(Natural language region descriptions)
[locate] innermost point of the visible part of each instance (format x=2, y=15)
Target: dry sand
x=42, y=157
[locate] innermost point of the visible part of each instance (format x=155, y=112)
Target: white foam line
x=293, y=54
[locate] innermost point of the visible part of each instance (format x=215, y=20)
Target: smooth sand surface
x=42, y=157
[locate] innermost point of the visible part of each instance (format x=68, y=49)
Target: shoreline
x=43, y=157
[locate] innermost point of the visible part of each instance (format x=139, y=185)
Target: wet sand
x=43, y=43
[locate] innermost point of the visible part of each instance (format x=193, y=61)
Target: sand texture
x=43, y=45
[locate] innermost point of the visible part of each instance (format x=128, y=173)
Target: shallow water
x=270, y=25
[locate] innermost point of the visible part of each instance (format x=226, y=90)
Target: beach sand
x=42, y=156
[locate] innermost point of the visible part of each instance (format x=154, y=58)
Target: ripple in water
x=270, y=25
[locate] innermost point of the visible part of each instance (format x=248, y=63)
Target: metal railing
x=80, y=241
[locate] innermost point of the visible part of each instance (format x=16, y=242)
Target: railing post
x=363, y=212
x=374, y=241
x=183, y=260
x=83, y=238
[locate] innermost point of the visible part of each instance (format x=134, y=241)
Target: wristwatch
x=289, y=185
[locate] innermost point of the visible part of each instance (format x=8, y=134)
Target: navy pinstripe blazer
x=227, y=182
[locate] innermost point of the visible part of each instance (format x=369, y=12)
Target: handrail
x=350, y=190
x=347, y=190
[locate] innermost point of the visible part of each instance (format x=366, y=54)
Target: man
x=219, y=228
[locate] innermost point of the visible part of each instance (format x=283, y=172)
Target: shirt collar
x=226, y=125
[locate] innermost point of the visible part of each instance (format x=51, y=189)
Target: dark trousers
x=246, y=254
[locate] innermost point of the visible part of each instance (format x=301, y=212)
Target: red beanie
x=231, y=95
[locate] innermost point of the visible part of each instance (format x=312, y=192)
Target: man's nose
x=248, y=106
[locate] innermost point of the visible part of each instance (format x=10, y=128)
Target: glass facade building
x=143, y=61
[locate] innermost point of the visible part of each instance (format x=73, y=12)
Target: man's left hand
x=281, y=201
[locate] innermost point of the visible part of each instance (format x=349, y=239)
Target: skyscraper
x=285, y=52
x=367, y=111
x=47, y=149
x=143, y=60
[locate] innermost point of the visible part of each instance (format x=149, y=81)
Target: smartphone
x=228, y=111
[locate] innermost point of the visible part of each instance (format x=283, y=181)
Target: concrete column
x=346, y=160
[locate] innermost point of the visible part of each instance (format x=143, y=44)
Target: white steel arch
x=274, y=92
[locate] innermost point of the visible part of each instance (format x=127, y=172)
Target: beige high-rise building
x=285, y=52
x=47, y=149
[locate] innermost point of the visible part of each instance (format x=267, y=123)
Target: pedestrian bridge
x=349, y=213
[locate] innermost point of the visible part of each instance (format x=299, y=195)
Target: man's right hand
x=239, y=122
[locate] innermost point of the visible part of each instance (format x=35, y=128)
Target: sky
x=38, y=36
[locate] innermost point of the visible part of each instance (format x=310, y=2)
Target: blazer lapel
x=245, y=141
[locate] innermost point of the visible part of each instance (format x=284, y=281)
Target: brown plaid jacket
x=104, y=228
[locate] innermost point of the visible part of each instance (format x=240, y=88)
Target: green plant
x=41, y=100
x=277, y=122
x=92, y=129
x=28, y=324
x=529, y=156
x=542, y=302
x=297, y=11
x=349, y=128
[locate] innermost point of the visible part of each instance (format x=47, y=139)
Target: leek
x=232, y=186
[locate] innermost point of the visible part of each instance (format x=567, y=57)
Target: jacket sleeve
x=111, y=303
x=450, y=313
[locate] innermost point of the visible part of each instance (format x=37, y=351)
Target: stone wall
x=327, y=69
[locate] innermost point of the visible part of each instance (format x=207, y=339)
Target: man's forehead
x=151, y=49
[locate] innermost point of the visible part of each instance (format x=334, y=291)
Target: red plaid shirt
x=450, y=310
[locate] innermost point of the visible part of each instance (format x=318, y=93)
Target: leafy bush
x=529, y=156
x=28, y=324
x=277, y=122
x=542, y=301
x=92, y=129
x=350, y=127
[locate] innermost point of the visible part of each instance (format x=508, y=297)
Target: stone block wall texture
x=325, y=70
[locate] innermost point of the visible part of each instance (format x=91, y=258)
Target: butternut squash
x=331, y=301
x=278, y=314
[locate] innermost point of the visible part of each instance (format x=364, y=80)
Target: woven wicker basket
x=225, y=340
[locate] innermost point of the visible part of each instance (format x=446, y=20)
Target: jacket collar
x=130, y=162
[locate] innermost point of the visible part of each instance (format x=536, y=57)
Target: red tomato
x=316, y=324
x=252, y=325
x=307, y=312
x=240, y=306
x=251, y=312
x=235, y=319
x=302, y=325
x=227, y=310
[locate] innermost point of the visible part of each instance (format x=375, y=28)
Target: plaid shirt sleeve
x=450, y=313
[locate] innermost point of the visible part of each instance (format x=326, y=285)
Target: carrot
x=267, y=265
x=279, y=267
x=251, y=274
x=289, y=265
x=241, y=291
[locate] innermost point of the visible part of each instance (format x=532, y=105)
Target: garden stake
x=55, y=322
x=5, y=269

## [Work request]
For this exercise, transcribe all the records exactly.

## [Written response]
[locate] innermost point of the visible part of each instance (format x=2, y=15)
Target: dry sand
x=42, y=157
[locate] innermost point of the visible part of each instance (format x=155, y=112)
Target: white foam line
x=293, y=54
[locate] innermost point of the visible part of each instance (format x=215, y=20)
Target: smooth sand surface
x=42, y=157
[locate] innermost point of the visible part of each instance (format x=68, y=49)
Target: shoreline
x=43, y=157
[locate] innermost point of the visible part of each instance (format x=139, y=185)
Target: wet sand
x=43, y=43
[locate] innermost point of the visible part of each instance (format x=193, y=61)
Target: sand texture
x=43, y=45
[locate] innermost point of the visible part of each instance (format x=128, y=173)
Target: shallow water
x=270, y=25
[locate] innermost point of the visible part of each instance (format x=226, y=90)
Target: beach sand
x=42, y=156
[locate] innermost point of the visible part of each instance (format x=154, y=58)
Target: ripple in water
x=270, y=25
[locate] innermost point of the visible part of each instance (format x=248, y=63)
Target: metal railing
x=80, y=241
[locate] innermost point of the visible part of each instance (format x=16, y=242)
Target: railing post
x=363, y=212
x=374, y=241
x=183, y=260
x=83, y=238
[locate] innermost point of the visible part of each instance (format x=134, y=241)
Target: wristwatch
x=289, y=185
[locate] innermost point of the visible part of each instance (format x=8, y=134)
Target: navy pinstripe blazer
x=227, y=182
[locate] innermost point of the visible part of each instance (format x=369, y=12)
Target: handrail
x=350, y=190
x=347, y=190
[locate] innermost point of the visible part of each instance (format x=366, y=54)
Target: man
x=219, y=228
[locate] innermost point of the visible part of each instance (format x=283, y=172)
Target: shirt collar
x=226, y=125
[locate] innermost point of the visible part of each instance (format x=51, y=189)
Target: dark trousers
x=246, y=254
[locate] innermost point of the visible part of each instance (format x=301, y=212)
Target: red beanie
x=231, y=95
[locate] innermost point of the visible part of each instance (format x=312, y=192)
Target: man's nose
x=248, y=106
[locate] innermost point of the visible part of each instance (format x=10, y=128)
Target: glass facade building
x=143, y=61
[locate] innermost point of the visible part of each instance (format x=73, y=12)
Target: man's left hand
x=281, y=201
[locate] innermost point of the visible part of each instance (format x=349, y=239)
Target: skyscraper
x=285, y=52
x=367, y=111
x=47, y=149
x=143, y=60
[locate] innermost point of the visible part of each instance (format x=149, y=81)
Target: smartphone
x=228, y=111
[locate] innermost point of the visible part of each instance (format x=283, y=181)
Target: concrete column
x=346, y=160
[locate] innermost point of the visible part of each instance (format x=143, y=44)
Target: white steel arch
x=274, y=92
[locate] innermost point of the visible part of each instance (format x=127, y=172)
Target: beige high-rise building
x=285, y=52
x=47, y=149
[locate] innermost point of the visible part of each instance (format x=267, y=123)
Target: pedestrian bridge
x=349, y=213
[locate] innermost point of the visible part of each instance (format x=299, y=195)
Target: man's right hand
x=239, y=122
[locate] innermost point of the visible part of each instance (format x=35, y=128)
Target: sky
x=38, y=36
[locate] innermost point of the visible part of each instance (format x=310, y=2)
Target: blazer lapel
x=245, y=141
[locate] innermost point of the visible part of each instance (format x=284, y=281)
Target: brown plaid jacket
x=104, y=228
[locate] innermost point of the visible part of each instance (format x=240, y=88)
Target: green plant
x=41, y=100
x=277, y=122
x=92, y=129
x=28, y=324
x=529, y=156
x=542, y=302
x=297, y=11
x=349, y=128
[locate] innermost point of the visible part of each instance (format x=47, y=139)
Target: leek
x=232, y=186
[locate] innermost point of the visible part of each instance (format x=567, y=57)
Target: jacket sleeve
x=111, y=303
x=450, y=313
[locate] innermost point of the visible part of each instance (format x=37, y=351)
Target: stone wall
x=327, y=69
[locate] innermost point of the visible part of each instance (format x=207, y=339)
Target: man's forehead
x=151, y=49
[locate] innermost point of the visible part of each instance (format x=334, y=291)
Target: red plaid shirt
x=450, y=310
[locate] innermost point of the visible part of each instance (format x=318, y=93)
Target: leafy bush
x=529, y=156
x=28, y=324
x=277, y=122
x=542, y=301
x=92, y=129
x=350, y=127
[locate] innermost point of the visible part of each instance (format x=508, y=297)
Target: stone block wall texture
x=325, y=70
[locate] innermost point of the visible part of each instance (format x=91, y=258)
Target: butternut squash
x=331, y=301
x=278, y=314
[locate] innermost point of the visible part of each instance (format x=364, y=80)
Target: woven wicker basket
x=225, y=340
[locate] innermost point of the visible part of each instance (format x=446, y=20)
Target: jacket collar
x=130, y=162
[locate] innermost point of the visible part of each instance (format x=536, y=57)
Target: red tomato
x=316, y=324
x=252, y=325
x=307, y=312
x=240, y=306
x=251, y=312
x=235, y=319
x=302, y=325
x=227, y=310
[locate] innermost point of the visible part of each instance (format x=375, y=28)
Target: plaid shirt sleeve
x=450, y=313
[locate] innermost point of the visible part of each instance (format x=326, y=285)
Target: carrot
x=267, y=265
x=279, y=267
x=251, y=274
x=289, y=265
x=241, y=291
[locate] innermost point of the visible part of each instance (format x=532, y=105)
Target: garden stake
x=55, y=322
x=5, y=269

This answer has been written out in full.